- **REQUEST 1**: Could you transcribe the convergence analysis excerpt, starting with "parsed = load_config(config_path)" and going on through "true = calculate_true_effect(baseline_sub, enriched_sub)"?
- **REQUEST 2**: Can you go on with the convergence analysis notebook past its last line?

- **ARTICLE**:
Convergence analysis

How does the estimate converge to the true effect as sample size increases?

[10]:
sample_sizes = [20, 50, 100, 200, 300, 500, 1500]
estimates_list = []
truth_list = []

parsed = load_config(config_path)
measurement_config = parsed["MEASUREMENT"]
all_product_ids = enriched_metrics["product_id"].unique()

for n in sample_sizes:
    subset_ids = all_product_ids[:n]
    enriched_sub = enriched_metrics[enriched_metrics["product_id"].isin(subset_ids)]
    baseline_sub = baseline_metrics[baseline_metrics["product_id"].isin(subset_ids)]

    true = calculate_true_effect(baseline_sub, enriched_sub)
    truth_list.append(true["treatment_effect"])

    model = get_model_adapter("subclassification")
    model.connect(measurement_config["PARAMS"])

- **RECORDED DATA**:
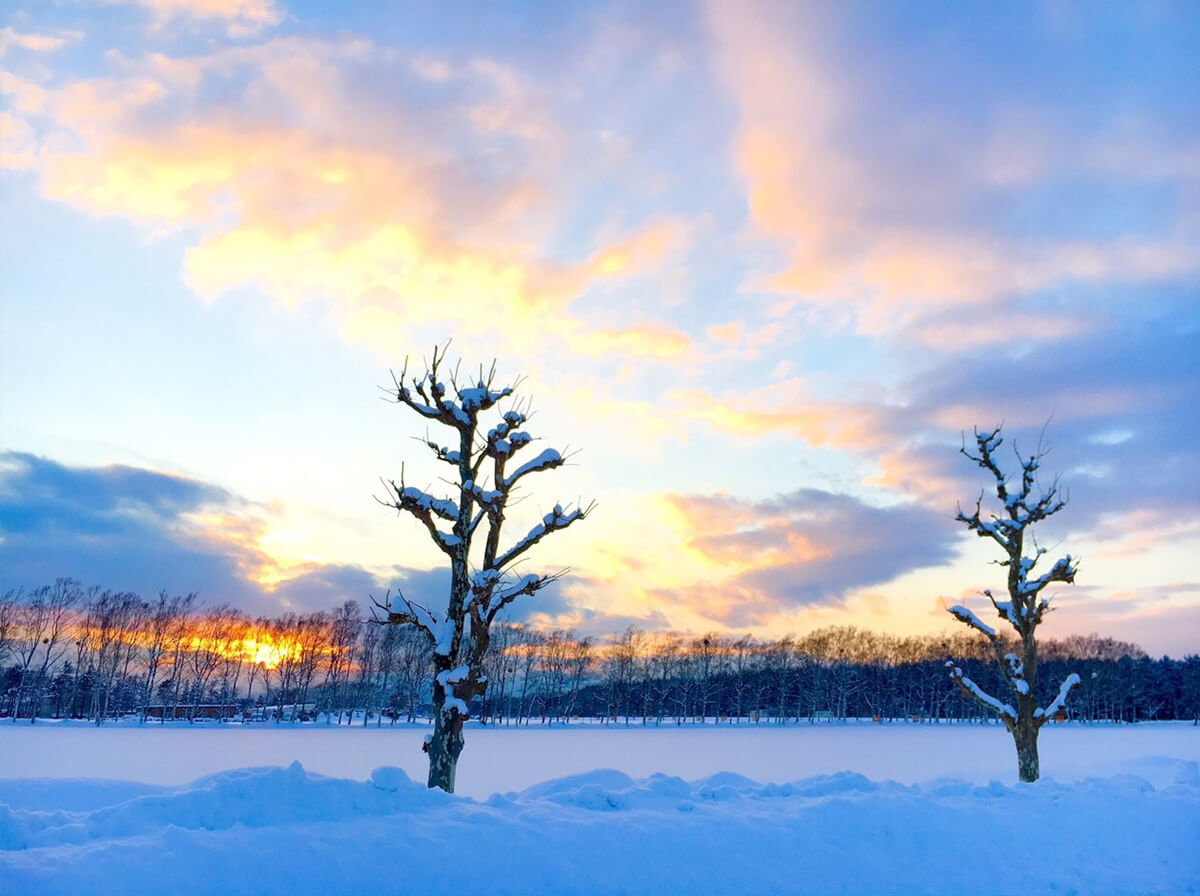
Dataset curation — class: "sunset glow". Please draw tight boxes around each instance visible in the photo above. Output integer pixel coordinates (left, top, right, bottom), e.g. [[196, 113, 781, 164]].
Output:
[[0, 0, 1200, 668]]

- **OUTPUT 1**:
parsed = load_config(config_path)
measurement_config = parsed["MEASUREMENT"]
all_product_ids = enriched_metrics["product_id"].unique()

for n in sample_sizes:
    subset_ids = all_product_ids[:n]
    enriched_sub = enriched_metrics[enriched_metrics["product_id"].isin(subset_ids)]
    baseline_sub = baseline_metrics[baseline_metrics["product_id"].isin(subset_ids)]

    true = calculate_true_effect(baseline_sub, enriched_sub)

- **OUTPUT 2**:
    result = model.fit(data=enriched_sub)
    estimates_list.append(result.data["impact_estimates"]["treatment_effect"])

print("Convergence analysis complete.")
Convergence analysis complete.
[11]:
from notebook_support import plot_convergence

plot_convergence(
    sample_sizes,
    estimates_list,
    truth_list,
    xlabel="Number of Products",
    ylabel="Treatment Effect",
    title="Subclassification: Convergence of Estimate to True Effect",
)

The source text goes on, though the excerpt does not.